→ Exercise data:

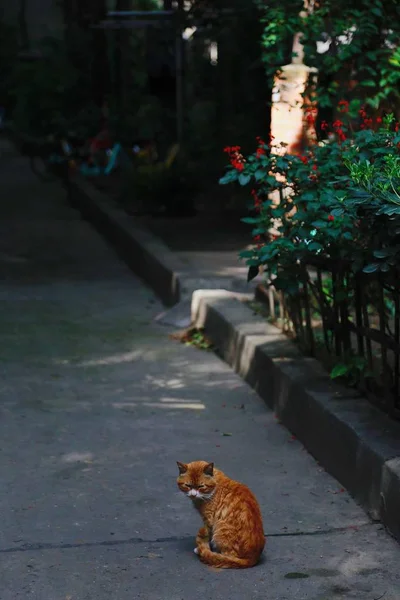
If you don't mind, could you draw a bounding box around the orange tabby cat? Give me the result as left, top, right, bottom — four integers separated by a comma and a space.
177, 460, 265, 569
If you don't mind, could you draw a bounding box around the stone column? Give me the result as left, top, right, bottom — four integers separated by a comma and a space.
271, 16, 316, 153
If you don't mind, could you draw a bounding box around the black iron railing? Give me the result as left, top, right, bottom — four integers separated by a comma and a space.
260, 260, 400, 419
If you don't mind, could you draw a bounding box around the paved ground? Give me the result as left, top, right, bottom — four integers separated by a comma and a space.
0, 142, 400, 600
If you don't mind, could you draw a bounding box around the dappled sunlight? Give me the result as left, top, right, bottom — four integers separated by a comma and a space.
61, 452, 94, 463
339, 552, 379, 577
53, 350, 158, 368
112, 398, 206, 410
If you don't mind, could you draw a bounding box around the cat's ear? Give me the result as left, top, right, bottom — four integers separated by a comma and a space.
176, 460, 187, 475
204, 463, 214, 476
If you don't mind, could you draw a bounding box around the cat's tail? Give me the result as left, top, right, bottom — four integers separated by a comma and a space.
196, 543, 260, 569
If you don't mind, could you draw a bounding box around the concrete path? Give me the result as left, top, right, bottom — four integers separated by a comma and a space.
0, 145, 400, 600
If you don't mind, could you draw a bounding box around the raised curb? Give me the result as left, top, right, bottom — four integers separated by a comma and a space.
192, 290, 400, 541
68, 176, 185, 306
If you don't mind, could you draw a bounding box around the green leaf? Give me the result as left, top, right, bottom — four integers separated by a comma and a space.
373, 250, 391, 258
311, 220, 327, 229
219, 169, 238, 185
247, 266, 259, 283
239, 173, 251, 186
240, 217, 260, 225
331, 363, 350, 379
307, 242, 323, 251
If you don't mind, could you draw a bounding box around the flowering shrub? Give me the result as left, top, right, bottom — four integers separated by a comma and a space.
220, 109, 400, 294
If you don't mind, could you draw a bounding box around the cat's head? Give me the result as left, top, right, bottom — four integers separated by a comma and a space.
177, 460, 217, 500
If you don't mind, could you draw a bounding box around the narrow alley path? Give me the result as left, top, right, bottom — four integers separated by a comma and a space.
0, 141, 400, 600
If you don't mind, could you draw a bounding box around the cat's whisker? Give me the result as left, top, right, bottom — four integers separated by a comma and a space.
178, 461, 265, 569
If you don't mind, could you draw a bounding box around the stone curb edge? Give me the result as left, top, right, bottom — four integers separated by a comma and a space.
192, 290, 400, 541
68, 176, 185, 306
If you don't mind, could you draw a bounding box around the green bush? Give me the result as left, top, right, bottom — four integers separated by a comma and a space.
220, 108, 400, 294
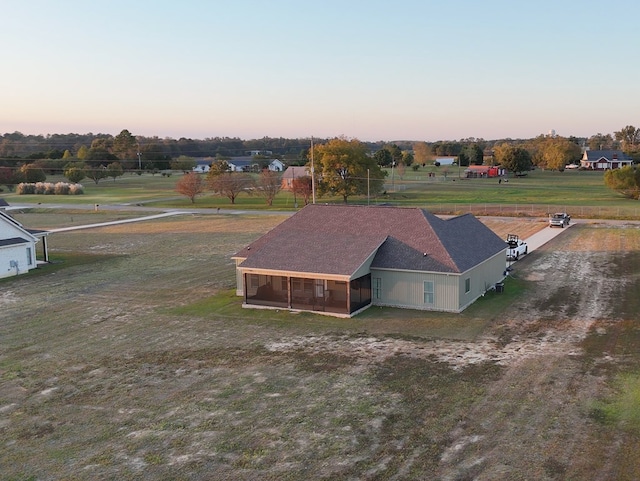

→ Written task:
Pull out every line of the data above that contains the word "orange", and reproduce each such line in full.

→ Answer to the task:
If you don't mind, could you draw a bounding box around the orange tabby cat? Give me the result as left, top, right, bottom — four integers separated by a comma and a space.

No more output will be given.